● **THE REQUEST**
Please transcribe the listing from the line holding "Query string: flower stem" through the line holding "[0,773,1344,896]", both included, and leave the pictures out.

● **WORKING DATA**
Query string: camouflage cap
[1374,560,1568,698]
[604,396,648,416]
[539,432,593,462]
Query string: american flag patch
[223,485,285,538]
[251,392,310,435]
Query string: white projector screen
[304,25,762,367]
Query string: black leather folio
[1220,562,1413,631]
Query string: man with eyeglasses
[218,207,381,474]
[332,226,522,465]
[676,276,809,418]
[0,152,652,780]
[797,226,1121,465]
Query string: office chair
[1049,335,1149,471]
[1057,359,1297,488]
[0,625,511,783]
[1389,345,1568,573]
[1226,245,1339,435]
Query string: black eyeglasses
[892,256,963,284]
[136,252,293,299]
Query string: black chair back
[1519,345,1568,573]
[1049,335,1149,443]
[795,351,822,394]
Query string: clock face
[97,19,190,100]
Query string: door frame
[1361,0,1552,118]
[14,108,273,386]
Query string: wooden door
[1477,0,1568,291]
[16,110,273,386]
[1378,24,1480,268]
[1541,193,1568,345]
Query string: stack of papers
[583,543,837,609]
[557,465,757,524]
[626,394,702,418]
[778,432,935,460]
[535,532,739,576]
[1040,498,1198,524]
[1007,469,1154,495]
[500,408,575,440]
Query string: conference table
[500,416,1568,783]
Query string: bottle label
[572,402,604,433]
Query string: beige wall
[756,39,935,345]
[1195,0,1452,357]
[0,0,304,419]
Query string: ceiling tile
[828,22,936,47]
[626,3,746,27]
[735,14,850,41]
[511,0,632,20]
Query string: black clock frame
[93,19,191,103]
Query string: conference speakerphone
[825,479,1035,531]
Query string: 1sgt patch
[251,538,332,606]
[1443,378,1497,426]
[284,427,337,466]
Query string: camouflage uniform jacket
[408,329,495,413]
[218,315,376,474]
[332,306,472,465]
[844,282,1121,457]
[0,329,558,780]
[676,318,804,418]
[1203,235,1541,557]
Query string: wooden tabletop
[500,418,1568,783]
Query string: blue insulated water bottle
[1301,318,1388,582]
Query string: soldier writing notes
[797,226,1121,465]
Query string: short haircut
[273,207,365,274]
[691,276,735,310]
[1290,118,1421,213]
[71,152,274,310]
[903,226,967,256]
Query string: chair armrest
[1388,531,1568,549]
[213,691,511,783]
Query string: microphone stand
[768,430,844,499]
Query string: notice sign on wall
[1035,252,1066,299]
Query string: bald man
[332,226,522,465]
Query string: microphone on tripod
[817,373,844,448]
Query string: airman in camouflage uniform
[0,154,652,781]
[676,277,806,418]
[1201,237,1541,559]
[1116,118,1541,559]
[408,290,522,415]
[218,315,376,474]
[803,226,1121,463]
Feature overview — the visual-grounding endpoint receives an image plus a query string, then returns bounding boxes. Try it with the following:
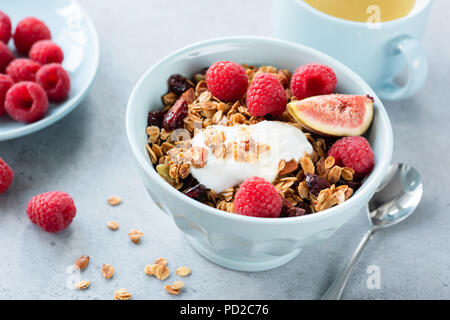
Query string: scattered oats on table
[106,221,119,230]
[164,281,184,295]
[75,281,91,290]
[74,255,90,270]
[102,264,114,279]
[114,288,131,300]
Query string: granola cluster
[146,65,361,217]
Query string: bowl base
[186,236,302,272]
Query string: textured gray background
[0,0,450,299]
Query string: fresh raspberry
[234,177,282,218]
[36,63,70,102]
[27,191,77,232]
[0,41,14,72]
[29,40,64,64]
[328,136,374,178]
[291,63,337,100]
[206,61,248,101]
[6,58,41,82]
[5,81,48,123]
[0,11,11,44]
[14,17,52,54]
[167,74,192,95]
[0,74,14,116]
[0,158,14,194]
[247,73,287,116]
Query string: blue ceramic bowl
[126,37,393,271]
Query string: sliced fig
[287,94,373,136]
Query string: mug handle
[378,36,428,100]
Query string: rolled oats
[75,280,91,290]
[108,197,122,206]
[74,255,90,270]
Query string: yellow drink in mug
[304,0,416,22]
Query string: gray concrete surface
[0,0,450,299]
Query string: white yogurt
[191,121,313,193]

...

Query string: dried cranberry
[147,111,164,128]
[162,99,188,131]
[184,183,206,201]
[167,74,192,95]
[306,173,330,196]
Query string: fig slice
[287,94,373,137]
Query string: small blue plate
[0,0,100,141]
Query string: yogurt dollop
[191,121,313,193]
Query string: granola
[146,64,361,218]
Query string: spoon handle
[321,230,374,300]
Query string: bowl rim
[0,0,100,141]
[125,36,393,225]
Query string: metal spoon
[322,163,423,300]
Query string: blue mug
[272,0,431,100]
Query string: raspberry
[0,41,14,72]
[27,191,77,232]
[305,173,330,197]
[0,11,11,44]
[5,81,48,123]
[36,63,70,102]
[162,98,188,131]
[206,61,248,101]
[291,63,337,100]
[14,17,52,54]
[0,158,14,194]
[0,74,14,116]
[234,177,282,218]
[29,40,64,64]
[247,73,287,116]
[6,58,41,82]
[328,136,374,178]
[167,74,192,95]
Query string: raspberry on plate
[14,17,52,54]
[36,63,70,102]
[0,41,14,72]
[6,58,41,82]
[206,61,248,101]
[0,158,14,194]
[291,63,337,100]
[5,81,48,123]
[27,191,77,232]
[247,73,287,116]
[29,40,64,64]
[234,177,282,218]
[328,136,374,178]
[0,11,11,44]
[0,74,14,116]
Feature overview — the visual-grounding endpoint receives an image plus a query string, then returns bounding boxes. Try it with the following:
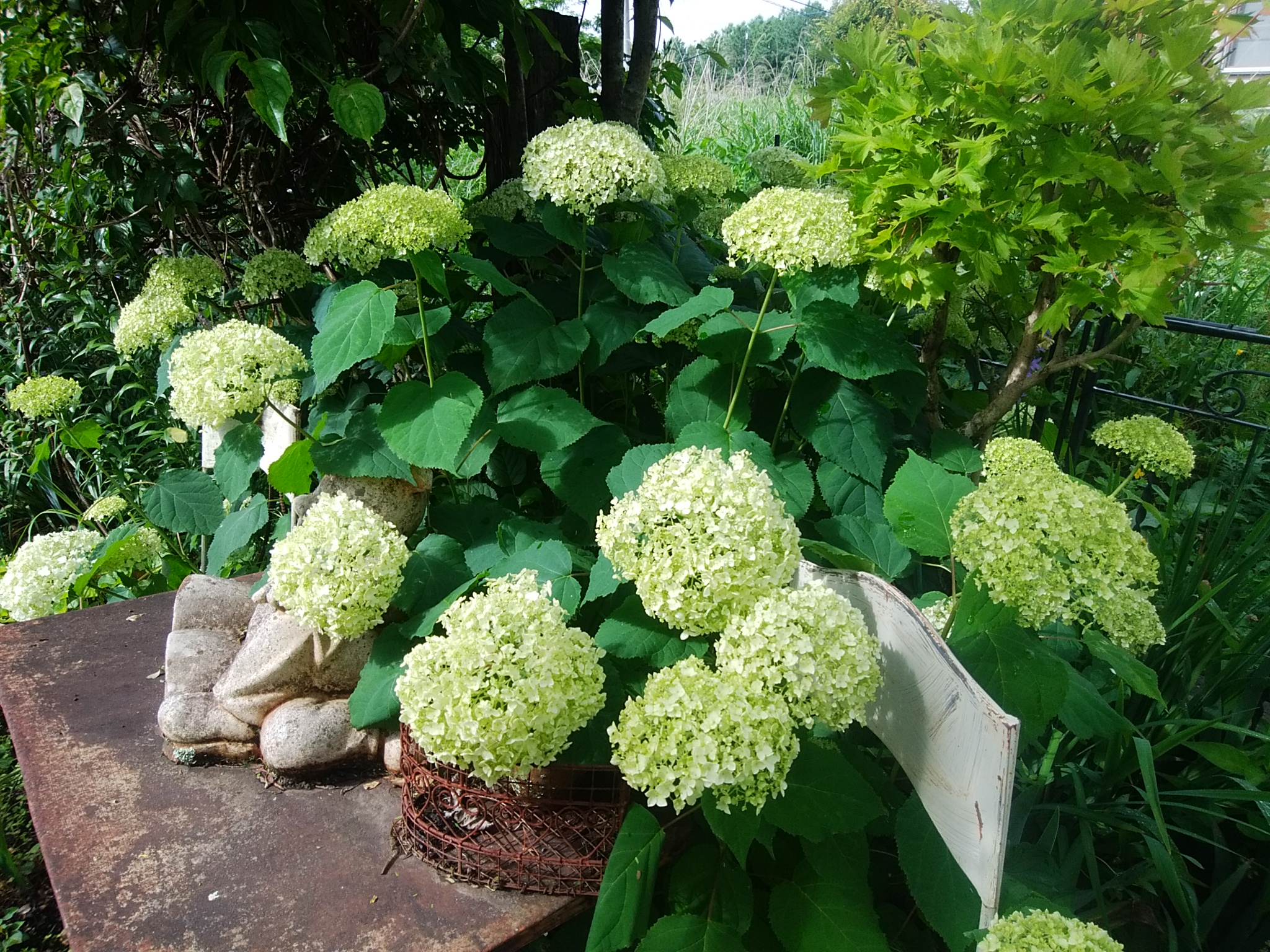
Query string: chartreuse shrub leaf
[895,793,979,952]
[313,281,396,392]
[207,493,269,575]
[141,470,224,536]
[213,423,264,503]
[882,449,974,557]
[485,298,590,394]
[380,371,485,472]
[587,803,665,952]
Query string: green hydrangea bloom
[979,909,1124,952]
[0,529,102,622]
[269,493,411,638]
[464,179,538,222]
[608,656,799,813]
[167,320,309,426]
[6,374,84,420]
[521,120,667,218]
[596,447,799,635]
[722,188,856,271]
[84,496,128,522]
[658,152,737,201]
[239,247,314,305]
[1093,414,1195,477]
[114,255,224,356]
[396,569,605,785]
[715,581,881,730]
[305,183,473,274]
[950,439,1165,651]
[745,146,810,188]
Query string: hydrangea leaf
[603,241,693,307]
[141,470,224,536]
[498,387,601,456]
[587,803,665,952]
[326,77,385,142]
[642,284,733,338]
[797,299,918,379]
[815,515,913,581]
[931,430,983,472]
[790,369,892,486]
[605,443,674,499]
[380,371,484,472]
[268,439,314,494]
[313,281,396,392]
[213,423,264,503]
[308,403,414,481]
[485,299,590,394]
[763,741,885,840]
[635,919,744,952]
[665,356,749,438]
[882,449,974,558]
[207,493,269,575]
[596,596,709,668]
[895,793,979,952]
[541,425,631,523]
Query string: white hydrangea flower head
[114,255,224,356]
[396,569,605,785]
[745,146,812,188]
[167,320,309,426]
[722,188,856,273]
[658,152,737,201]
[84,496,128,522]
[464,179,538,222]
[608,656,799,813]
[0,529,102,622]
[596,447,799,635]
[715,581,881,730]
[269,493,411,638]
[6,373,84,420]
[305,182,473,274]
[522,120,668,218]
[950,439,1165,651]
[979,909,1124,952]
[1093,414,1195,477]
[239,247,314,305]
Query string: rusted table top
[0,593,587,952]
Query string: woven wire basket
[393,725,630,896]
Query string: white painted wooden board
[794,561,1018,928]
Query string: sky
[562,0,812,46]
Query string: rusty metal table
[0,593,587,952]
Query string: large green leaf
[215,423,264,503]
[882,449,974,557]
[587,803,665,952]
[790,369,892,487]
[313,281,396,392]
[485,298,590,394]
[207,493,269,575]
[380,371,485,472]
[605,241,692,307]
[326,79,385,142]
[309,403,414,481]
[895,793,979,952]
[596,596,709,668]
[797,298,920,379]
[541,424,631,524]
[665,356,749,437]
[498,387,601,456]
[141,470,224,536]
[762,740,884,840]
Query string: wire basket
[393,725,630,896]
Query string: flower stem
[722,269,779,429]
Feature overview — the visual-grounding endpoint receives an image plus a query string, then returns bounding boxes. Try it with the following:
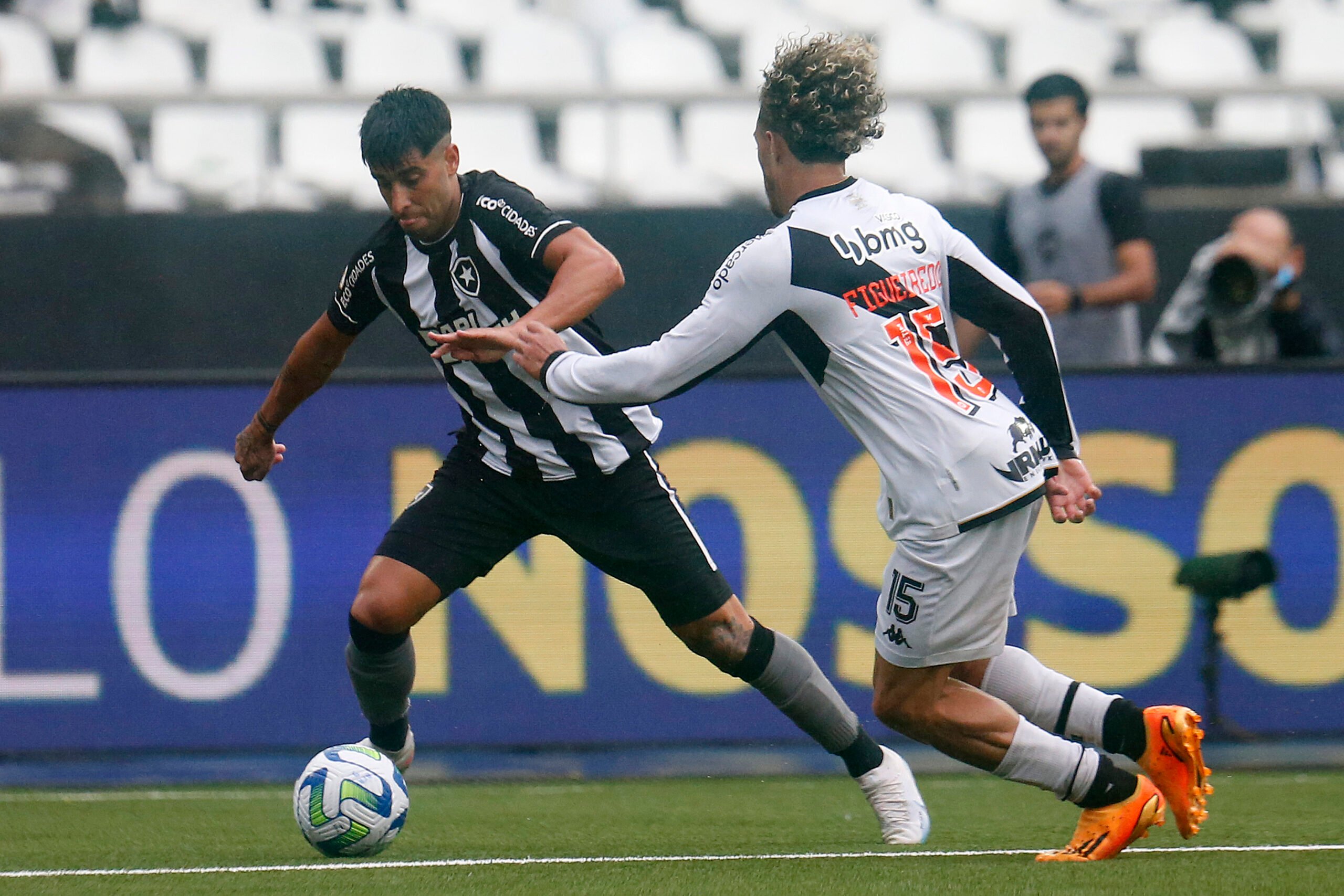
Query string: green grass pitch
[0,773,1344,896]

* * *

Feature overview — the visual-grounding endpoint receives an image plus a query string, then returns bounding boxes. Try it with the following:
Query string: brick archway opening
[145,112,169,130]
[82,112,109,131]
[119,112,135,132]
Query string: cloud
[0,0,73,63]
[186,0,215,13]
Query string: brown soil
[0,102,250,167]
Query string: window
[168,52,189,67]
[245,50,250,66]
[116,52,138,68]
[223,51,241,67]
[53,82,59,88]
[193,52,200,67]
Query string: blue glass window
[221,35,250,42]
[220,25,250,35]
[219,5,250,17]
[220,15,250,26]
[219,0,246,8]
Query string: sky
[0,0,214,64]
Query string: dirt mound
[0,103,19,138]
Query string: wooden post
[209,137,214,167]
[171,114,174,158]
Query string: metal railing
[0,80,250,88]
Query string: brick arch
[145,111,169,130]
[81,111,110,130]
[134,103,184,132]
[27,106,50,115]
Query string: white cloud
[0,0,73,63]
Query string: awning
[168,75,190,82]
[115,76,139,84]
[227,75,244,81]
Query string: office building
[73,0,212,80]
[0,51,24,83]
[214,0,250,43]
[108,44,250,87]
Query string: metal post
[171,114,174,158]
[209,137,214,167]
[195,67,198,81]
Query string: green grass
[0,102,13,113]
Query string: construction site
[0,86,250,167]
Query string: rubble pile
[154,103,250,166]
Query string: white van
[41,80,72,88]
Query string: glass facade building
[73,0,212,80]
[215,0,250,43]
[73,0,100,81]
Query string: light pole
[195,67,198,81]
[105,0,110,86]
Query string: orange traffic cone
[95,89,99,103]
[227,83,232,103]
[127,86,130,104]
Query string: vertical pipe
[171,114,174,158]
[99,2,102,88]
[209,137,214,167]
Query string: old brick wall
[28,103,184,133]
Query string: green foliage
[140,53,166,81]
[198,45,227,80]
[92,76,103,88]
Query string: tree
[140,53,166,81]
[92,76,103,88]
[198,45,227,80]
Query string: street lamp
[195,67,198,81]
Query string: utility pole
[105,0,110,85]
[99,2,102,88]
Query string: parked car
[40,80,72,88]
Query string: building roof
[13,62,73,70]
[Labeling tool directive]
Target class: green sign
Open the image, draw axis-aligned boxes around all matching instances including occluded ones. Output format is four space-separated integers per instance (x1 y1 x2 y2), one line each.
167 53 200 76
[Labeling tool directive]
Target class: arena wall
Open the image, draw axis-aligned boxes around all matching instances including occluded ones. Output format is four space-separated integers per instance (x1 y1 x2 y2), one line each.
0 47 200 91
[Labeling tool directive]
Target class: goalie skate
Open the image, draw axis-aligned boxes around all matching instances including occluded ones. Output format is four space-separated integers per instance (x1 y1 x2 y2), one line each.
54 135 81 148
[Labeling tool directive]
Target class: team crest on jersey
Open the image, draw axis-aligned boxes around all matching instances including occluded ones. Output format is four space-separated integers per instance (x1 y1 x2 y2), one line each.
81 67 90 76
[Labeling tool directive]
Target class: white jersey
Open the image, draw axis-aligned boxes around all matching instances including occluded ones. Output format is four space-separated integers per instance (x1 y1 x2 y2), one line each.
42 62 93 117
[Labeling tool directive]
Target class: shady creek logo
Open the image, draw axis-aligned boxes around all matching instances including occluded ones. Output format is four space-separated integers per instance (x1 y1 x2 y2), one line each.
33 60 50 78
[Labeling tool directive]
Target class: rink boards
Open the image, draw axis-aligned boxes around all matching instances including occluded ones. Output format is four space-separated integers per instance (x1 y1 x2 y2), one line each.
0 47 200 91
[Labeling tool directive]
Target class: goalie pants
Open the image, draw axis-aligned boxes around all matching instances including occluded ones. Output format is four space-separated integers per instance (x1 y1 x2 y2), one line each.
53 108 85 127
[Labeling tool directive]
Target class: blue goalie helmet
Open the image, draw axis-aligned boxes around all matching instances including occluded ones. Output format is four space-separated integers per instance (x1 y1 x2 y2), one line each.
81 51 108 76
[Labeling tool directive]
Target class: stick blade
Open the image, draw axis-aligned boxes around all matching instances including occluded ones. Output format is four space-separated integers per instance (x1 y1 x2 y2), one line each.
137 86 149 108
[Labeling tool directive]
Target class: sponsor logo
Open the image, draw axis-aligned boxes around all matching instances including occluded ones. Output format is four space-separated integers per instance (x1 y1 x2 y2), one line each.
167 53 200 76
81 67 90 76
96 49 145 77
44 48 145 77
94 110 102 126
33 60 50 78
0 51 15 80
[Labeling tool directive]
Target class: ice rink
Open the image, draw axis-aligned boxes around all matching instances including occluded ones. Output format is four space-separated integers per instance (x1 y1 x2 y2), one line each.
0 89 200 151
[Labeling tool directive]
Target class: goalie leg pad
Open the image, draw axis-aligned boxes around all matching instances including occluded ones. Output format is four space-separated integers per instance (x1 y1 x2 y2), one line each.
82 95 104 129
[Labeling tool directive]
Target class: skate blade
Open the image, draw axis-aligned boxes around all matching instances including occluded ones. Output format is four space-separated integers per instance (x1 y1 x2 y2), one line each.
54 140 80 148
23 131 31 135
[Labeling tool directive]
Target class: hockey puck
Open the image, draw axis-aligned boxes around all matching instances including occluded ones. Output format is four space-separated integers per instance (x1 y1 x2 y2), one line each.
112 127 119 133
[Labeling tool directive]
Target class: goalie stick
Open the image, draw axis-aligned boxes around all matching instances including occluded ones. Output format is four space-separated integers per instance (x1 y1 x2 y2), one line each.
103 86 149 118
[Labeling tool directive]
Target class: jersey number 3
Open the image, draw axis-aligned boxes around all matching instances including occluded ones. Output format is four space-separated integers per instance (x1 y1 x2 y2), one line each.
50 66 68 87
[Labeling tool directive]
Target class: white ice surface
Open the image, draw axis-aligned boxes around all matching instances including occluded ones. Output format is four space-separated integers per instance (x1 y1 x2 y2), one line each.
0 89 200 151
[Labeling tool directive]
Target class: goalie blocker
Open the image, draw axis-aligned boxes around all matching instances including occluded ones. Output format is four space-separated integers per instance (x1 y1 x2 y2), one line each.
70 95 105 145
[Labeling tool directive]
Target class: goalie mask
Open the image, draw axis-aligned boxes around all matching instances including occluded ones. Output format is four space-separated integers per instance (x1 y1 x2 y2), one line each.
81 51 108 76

● **COMPLETE ANSWER**
Query string: flower stem
[722,269,779,429]
Feature overview — the visual-grounding endpoint receives an image plus a query string, then returns bounding boxes. Try it with the following:
Query string: green grass pitch
[0,773,1344,896]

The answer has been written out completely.